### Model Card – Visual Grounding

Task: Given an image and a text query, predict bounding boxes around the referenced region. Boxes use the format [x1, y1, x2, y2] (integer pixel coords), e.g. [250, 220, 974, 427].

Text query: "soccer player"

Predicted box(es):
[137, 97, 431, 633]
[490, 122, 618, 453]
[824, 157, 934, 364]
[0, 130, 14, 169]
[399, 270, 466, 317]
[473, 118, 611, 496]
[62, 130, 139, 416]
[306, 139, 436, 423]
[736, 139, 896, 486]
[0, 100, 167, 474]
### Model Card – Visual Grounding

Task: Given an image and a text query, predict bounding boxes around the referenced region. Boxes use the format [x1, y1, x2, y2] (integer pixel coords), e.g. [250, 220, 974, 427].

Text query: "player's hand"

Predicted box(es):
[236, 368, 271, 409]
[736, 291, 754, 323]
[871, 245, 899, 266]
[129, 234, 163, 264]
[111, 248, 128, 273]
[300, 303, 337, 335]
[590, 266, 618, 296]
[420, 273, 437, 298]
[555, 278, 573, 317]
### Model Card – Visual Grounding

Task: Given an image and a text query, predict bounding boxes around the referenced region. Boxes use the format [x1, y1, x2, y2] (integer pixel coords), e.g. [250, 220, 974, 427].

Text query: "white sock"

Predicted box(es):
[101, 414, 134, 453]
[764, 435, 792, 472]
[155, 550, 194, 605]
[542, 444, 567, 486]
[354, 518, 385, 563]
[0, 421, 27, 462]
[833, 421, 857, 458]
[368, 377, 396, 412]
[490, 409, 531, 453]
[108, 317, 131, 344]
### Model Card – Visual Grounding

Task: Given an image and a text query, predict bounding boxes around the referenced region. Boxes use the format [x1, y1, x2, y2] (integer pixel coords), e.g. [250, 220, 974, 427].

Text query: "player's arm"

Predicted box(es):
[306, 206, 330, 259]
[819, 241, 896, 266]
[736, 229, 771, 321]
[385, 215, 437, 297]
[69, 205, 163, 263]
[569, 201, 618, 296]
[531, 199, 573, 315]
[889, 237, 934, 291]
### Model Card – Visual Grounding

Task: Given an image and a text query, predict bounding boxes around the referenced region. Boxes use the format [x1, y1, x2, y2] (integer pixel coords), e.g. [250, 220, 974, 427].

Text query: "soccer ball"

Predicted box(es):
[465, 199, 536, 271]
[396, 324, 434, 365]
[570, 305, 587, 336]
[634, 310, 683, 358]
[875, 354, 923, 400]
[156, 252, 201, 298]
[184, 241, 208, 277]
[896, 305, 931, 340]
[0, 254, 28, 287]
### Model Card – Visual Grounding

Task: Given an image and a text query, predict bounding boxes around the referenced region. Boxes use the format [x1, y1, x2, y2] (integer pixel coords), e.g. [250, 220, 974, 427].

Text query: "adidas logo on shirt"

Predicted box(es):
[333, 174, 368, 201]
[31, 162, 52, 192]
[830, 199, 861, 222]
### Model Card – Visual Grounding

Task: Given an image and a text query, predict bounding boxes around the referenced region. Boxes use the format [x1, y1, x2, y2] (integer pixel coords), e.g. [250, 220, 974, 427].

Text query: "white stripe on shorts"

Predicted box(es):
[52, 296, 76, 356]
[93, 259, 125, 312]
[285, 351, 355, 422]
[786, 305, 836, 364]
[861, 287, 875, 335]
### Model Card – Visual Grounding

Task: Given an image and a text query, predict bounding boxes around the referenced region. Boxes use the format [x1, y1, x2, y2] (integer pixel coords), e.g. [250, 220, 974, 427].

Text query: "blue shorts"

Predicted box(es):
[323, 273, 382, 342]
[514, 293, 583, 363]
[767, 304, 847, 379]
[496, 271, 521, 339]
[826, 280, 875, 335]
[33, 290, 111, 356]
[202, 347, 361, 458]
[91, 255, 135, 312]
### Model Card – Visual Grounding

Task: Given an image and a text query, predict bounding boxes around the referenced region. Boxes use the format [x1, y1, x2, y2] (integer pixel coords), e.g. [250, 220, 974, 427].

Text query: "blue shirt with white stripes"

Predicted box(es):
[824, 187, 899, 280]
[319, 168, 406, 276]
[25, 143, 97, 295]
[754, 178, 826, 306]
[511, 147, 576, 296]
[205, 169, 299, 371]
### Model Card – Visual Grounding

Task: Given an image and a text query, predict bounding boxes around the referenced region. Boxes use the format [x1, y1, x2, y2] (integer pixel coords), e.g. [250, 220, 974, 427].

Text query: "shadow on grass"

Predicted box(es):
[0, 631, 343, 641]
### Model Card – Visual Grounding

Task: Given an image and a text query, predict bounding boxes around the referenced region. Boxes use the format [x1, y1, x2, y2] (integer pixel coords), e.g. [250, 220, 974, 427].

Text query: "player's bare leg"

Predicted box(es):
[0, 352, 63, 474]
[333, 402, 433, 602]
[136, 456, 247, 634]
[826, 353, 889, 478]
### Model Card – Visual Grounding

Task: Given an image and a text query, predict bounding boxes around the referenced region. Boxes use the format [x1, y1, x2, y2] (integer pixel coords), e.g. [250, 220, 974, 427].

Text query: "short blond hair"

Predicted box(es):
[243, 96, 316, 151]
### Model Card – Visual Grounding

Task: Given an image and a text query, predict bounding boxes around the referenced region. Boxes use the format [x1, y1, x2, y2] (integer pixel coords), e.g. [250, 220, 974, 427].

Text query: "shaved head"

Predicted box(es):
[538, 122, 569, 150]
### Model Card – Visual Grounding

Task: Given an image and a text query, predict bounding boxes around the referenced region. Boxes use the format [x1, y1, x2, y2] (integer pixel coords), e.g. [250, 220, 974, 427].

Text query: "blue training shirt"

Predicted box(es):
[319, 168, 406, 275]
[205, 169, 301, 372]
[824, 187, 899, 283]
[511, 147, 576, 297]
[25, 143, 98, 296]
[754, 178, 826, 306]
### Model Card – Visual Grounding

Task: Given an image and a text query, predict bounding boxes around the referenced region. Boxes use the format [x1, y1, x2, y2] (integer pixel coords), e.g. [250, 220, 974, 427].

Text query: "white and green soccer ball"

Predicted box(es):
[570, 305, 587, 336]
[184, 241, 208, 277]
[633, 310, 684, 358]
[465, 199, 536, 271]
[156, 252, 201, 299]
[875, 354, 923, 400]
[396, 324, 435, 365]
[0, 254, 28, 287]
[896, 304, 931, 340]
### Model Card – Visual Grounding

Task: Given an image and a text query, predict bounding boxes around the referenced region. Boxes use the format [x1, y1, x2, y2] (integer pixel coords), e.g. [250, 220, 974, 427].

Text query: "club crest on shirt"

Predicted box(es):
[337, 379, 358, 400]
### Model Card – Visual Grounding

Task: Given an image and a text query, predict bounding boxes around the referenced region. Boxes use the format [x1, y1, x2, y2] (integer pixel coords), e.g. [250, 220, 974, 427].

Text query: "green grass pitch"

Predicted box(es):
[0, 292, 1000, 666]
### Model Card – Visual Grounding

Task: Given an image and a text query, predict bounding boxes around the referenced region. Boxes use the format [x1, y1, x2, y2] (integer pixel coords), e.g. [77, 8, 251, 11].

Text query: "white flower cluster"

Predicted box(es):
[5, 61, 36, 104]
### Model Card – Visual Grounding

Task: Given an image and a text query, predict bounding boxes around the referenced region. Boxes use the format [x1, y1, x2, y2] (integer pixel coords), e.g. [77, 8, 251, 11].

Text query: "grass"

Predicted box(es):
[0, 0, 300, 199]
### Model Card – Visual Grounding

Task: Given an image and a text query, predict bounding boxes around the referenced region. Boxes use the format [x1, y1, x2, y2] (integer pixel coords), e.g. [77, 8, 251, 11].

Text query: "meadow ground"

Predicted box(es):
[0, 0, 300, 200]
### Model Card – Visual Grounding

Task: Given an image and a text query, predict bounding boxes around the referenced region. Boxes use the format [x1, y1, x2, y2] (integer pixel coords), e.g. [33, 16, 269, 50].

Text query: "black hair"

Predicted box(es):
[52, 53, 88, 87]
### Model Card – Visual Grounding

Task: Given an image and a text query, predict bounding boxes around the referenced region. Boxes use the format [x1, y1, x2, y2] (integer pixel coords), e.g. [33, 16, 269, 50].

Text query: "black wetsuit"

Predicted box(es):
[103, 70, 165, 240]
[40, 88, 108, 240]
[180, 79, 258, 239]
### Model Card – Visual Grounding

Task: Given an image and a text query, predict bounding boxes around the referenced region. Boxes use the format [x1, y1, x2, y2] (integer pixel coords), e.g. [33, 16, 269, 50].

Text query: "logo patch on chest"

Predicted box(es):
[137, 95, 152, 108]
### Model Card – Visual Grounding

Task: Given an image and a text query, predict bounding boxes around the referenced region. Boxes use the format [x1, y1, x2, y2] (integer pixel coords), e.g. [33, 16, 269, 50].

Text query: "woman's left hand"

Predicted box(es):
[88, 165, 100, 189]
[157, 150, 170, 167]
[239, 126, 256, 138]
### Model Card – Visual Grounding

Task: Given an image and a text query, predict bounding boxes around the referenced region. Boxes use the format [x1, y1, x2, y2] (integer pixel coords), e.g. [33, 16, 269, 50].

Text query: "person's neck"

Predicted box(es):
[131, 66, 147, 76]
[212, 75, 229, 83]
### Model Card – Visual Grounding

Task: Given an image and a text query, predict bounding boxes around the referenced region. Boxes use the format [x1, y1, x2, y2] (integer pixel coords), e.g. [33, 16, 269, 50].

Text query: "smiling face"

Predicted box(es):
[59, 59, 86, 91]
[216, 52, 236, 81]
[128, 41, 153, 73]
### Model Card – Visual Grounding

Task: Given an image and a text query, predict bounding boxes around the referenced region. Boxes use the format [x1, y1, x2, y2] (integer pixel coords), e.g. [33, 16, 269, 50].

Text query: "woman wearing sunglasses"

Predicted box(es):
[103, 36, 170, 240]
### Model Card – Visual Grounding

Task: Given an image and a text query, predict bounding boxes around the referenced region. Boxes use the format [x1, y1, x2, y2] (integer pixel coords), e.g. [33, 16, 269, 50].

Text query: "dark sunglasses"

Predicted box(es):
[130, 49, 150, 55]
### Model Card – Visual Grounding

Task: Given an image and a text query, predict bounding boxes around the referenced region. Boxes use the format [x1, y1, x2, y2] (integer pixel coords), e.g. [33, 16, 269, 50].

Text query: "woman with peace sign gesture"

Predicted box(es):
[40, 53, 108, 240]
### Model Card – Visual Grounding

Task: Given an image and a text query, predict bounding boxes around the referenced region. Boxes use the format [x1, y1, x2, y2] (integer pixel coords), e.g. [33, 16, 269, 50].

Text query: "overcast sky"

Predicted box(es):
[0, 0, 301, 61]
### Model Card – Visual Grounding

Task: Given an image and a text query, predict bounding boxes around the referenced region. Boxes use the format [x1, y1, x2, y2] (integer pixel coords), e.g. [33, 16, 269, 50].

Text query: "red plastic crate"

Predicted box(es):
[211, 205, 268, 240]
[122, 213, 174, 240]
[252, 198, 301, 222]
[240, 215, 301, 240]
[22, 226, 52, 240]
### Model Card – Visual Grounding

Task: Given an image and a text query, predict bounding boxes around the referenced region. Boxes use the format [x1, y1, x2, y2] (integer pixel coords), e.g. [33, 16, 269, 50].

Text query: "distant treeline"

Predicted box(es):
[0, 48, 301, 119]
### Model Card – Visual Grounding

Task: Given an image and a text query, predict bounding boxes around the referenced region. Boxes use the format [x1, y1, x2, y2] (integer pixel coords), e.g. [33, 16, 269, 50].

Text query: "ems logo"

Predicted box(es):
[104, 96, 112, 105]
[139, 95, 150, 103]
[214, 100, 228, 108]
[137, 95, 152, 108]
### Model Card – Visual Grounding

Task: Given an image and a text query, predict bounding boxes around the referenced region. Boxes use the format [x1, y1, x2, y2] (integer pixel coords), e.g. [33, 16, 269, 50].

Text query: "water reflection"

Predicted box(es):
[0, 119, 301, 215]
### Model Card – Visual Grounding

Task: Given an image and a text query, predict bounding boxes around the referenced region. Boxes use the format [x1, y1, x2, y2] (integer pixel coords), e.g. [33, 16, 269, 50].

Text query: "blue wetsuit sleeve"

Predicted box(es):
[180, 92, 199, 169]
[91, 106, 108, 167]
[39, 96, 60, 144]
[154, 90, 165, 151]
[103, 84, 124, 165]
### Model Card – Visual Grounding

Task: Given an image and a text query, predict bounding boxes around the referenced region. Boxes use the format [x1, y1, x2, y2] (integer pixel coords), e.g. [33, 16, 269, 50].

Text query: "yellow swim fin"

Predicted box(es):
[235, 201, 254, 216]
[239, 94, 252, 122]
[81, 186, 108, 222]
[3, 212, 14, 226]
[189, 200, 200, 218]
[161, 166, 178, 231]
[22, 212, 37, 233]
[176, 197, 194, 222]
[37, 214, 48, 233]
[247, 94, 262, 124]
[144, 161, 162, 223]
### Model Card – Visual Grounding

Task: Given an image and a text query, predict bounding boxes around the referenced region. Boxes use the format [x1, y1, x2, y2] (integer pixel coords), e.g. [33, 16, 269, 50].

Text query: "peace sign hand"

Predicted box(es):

════════════════════

> [Goal of the exercise] Rewrite the material from its start through the line containing "[555, 278, 573, 317]", replacing "Predicted box(es)" with "Output box(es)" and leaving everything else unchanged.

> [Output of the exercise]
### Model Card – Visual Grounding

Task: Given an image and a text query, predict bounding boxes around the referenced region. Boxes use the format [x1, y1, x2, y2] (integer pixel coords), e.g. [250, 220, 974, 427].

Text query: "soccer player"

Output box(es):
[137, 97, 431, 633]
[490, 122, 618, 453]
[824, 157, 934, 364]
[0, 130, 14, 169]
[399, 270, 466, 317]
[473, 118, 611, 496]
[62, 130, 139, 416]
[306, 139, 436, 423]
[736, 139, 896, 486]
[0, 100, 167, 474]
### Model Card – Visual Grounding

Task: Given an image and a text query, predict bounding boxes around the referenced region. Boxes use the format [x1, y1, x2, y2] (integer pixel coords), e.g. [250, 220, 974, 427].

Text query: "player's hand"

Output box(es):
[236, 368, 271, 409]
[736, 291, 754, 323]
[871, 245, 899, 266]
[129, 234, 163, 264]
[111, 248, 128, 273]
[300, 303, 337, 335]
[590, 266, 618, 296]
[420, 273, 437, 298]
[555, 278, 573, 317]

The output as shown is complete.